TASK REQUIREMENTS:
How many lines in the records below include "above"? Answer with the number only.

Records from a collection:
● ● ●

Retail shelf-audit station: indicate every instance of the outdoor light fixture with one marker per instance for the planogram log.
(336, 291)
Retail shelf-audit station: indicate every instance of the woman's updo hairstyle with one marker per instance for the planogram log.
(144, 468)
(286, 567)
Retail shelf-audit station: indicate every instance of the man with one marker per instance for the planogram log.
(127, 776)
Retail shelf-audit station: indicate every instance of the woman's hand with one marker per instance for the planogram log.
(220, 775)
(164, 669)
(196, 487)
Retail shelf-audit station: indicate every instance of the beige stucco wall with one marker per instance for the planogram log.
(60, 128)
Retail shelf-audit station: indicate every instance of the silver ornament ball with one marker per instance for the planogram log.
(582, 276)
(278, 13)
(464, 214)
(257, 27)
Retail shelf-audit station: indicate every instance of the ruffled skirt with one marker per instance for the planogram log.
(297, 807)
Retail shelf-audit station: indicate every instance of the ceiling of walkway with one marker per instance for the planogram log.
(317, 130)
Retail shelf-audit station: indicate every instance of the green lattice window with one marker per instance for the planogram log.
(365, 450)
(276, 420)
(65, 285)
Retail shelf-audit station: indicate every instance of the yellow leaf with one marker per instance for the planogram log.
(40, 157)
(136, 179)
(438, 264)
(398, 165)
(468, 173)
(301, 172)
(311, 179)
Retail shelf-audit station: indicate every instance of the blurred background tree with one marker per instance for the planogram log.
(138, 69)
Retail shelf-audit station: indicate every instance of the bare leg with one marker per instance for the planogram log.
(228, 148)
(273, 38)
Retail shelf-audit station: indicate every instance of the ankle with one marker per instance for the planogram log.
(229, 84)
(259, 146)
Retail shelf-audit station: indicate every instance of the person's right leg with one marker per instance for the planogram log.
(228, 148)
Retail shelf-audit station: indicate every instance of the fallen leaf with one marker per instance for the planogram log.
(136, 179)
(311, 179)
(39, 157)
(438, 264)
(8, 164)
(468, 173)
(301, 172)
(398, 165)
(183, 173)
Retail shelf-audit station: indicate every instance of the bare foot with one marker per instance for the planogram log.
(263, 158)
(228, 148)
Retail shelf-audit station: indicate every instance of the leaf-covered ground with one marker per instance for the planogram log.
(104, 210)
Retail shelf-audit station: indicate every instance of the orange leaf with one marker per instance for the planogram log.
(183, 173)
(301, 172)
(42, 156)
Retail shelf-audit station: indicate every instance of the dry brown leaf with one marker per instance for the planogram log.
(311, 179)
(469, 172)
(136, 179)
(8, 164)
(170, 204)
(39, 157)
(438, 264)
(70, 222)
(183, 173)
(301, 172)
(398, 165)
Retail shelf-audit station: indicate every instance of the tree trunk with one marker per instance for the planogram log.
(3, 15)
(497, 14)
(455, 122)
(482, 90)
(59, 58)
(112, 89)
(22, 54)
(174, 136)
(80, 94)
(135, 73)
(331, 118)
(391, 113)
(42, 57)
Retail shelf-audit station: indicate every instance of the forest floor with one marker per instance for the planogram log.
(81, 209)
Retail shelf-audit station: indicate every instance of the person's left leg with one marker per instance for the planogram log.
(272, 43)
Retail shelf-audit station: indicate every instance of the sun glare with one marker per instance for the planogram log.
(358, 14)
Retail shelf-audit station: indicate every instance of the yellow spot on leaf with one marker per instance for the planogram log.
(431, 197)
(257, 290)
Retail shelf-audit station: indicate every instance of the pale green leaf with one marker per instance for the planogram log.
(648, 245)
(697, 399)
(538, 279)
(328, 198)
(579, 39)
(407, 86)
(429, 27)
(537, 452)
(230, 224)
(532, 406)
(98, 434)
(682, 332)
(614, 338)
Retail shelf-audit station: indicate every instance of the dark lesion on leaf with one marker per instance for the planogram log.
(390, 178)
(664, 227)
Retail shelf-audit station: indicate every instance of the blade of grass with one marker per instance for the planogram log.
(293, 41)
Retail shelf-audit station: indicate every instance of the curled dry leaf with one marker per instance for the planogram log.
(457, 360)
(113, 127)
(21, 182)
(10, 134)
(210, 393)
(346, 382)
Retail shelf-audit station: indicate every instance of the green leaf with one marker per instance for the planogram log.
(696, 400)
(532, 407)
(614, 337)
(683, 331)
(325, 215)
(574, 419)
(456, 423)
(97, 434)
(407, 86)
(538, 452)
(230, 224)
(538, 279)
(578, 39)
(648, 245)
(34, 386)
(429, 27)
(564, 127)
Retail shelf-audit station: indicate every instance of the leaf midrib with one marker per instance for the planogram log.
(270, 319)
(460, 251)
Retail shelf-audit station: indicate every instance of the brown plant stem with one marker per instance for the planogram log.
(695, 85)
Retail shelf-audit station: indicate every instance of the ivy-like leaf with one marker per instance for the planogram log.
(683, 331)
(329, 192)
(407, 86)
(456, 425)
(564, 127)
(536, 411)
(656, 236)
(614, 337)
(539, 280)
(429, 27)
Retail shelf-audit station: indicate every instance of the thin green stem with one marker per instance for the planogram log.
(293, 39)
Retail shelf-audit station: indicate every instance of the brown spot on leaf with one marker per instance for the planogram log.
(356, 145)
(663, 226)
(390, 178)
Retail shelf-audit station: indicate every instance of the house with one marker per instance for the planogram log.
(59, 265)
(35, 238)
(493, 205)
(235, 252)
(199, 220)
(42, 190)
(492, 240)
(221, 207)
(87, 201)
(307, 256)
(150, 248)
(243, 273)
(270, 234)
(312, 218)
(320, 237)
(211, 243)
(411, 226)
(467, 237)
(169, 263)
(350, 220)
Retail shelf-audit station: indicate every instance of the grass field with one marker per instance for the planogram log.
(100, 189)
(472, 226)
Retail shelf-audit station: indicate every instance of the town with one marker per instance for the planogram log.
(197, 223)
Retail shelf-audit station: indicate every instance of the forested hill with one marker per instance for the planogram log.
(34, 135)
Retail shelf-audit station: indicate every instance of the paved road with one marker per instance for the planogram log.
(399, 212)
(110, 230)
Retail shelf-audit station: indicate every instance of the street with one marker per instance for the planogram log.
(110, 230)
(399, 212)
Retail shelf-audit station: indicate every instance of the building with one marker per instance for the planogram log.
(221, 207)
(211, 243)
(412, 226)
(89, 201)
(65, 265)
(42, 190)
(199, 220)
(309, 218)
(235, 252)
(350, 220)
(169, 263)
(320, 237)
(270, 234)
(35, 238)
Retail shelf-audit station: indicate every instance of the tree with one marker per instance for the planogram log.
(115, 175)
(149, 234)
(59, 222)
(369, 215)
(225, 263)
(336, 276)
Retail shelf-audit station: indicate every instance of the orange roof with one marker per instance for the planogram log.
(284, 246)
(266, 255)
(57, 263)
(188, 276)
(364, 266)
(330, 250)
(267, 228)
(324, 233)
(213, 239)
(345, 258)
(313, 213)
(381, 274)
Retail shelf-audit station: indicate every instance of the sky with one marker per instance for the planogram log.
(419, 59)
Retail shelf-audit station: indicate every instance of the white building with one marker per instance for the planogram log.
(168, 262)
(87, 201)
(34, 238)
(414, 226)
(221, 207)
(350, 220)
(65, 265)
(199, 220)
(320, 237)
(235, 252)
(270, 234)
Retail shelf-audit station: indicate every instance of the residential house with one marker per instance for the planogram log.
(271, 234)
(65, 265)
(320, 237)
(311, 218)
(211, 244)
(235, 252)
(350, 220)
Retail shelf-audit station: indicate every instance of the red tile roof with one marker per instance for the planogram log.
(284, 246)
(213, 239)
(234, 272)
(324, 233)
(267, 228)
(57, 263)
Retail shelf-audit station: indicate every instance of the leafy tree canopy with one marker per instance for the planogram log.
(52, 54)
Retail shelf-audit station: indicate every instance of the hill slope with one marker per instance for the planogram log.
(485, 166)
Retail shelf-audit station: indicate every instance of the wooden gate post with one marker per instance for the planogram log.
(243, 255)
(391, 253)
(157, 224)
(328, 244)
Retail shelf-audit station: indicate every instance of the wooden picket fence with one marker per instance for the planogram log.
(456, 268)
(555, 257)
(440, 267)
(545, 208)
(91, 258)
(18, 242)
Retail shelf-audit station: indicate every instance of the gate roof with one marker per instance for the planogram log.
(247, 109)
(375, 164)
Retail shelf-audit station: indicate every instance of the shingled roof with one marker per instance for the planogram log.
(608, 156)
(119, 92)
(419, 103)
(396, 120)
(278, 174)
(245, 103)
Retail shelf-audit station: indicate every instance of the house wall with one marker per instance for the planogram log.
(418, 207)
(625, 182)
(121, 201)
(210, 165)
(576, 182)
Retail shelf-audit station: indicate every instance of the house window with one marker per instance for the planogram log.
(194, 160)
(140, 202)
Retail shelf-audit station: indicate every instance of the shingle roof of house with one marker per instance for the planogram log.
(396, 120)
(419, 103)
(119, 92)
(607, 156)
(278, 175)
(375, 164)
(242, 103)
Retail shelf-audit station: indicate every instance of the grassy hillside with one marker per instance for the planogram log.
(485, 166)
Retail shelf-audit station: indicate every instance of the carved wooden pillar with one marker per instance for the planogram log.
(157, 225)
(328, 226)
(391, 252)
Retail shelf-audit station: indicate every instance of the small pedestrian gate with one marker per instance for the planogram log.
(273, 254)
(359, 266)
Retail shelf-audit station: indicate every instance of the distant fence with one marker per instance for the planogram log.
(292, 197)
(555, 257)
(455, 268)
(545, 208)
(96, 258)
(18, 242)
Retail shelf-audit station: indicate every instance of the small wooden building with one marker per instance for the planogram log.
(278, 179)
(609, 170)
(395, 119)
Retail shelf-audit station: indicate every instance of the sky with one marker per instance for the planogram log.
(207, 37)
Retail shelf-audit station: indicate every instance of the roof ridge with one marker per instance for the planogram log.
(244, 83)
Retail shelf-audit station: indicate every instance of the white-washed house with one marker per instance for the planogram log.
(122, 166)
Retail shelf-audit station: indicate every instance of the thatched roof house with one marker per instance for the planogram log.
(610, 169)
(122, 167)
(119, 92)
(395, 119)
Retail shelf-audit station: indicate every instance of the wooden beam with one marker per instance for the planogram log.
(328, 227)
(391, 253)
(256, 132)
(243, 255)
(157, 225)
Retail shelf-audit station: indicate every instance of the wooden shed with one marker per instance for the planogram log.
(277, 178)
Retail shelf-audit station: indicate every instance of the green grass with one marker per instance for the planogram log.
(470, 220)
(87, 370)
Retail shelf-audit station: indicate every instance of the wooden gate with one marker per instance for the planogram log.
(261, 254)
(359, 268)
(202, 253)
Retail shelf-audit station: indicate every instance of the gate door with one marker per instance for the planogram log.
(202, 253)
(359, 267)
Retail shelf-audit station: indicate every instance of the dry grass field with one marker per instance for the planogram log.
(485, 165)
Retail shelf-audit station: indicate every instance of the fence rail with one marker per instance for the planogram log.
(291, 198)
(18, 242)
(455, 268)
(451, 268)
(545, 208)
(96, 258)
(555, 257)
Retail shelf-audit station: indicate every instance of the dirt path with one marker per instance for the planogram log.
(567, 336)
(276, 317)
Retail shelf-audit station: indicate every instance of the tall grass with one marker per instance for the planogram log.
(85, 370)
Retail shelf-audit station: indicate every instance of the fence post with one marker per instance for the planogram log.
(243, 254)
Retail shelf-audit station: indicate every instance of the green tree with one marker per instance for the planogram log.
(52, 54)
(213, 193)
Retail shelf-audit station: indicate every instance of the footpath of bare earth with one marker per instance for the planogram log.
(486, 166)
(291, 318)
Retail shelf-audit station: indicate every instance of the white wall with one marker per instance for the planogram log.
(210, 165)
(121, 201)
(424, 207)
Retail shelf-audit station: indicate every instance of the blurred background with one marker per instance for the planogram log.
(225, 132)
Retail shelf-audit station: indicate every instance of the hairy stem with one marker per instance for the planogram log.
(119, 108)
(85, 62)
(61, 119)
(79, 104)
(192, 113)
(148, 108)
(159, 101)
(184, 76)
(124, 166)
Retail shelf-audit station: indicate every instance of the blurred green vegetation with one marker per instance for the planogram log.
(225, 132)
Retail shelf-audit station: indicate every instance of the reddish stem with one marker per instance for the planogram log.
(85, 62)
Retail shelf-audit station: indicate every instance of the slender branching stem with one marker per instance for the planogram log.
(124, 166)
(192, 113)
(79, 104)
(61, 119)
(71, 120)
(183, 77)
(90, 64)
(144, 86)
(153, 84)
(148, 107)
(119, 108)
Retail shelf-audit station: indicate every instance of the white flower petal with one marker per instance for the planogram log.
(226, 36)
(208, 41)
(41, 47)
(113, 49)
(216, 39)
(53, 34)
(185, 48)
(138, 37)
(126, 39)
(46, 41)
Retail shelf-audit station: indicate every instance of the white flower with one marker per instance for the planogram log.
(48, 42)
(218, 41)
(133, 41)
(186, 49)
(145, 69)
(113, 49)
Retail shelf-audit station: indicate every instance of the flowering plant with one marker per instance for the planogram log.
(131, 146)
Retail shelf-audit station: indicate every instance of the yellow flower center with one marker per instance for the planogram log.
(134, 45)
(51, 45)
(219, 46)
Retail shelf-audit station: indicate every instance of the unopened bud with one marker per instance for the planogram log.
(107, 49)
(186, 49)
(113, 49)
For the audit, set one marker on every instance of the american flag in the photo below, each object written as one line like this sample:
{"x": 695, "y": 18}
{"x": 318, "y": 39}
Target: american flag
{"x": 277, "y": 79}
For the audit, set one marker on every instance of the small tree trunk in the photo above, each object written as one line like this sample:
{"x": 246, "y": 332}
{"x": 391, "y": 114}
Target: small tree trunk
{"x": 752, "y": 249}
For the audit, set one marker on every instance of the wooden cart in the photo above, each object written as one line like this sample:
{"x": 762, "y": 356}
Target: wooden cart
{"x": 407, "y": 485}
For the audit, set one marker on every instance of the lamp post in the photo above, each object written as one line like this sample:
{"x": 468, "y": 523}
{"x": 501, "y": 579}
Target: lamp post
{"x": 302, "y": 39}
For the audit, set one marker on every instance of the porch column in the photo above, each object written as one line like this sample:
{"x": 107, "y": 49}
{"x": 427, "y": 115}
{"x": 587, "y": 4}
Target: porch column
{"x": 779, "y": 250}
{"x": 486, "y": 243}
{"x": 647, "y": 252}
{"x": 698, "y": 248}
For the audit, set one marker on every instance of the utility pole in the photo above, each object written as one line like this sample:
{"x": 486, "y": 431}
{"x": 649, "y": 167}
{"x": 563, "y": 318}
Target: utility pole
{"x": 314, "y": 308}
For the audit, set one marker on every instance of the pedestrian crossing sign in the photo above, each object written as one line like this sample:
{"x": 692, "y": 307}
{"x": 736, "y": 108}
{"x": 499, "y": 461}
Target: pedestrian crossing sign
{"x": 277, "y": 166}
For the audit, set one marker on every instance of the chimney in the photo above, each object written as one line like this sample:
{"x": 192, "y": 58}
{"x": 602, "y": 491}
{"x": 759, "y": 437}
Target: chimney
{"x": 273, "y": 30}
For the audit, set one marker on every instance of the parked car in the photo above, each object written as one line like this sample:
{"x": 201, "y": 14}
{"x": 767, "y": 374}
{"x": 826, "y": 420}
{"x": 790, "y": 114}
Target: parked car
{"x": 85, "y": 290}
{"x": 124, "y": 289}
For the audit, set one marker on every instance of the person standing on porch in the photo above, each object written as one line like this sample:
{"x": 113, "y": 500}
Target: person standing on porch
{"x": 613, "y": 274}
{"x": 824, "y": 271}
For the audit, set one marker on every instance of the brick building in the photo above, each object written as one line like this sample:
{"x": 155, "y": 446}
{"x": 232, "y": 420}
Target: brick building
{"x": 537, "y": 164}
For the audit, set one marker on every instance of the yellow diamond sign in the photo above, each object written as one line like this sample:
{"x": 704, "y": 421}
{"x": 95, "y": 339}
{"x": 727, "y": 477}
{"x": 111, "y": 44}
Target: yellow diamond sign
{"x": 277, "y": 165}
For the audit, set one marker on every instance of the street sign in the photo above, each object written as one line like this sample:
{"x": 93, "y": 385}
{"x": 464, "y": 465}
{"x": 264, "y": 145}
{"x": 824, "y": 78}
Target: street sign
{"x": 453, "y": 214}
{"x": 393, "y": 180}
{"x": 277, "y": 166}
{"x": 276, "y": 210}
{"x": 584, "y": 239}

● ● ●

WRITTEN REPLY:
12